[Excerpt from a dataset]
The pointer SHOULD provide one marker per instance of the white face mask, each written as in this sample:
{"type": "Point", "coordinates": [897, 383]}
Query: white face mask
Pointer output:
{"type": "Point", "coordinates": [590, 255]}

The task
From the records above, extract every entry verbatim.

Solution below
The pointer SHOULD provide one marker per instance of the white face mask, each written as in this sample:
{"type": "Point", "coordinates": [897, 383]}
Query: white face mask
Pointer output:
{"type": "Point", "coordinates": [590, 255]}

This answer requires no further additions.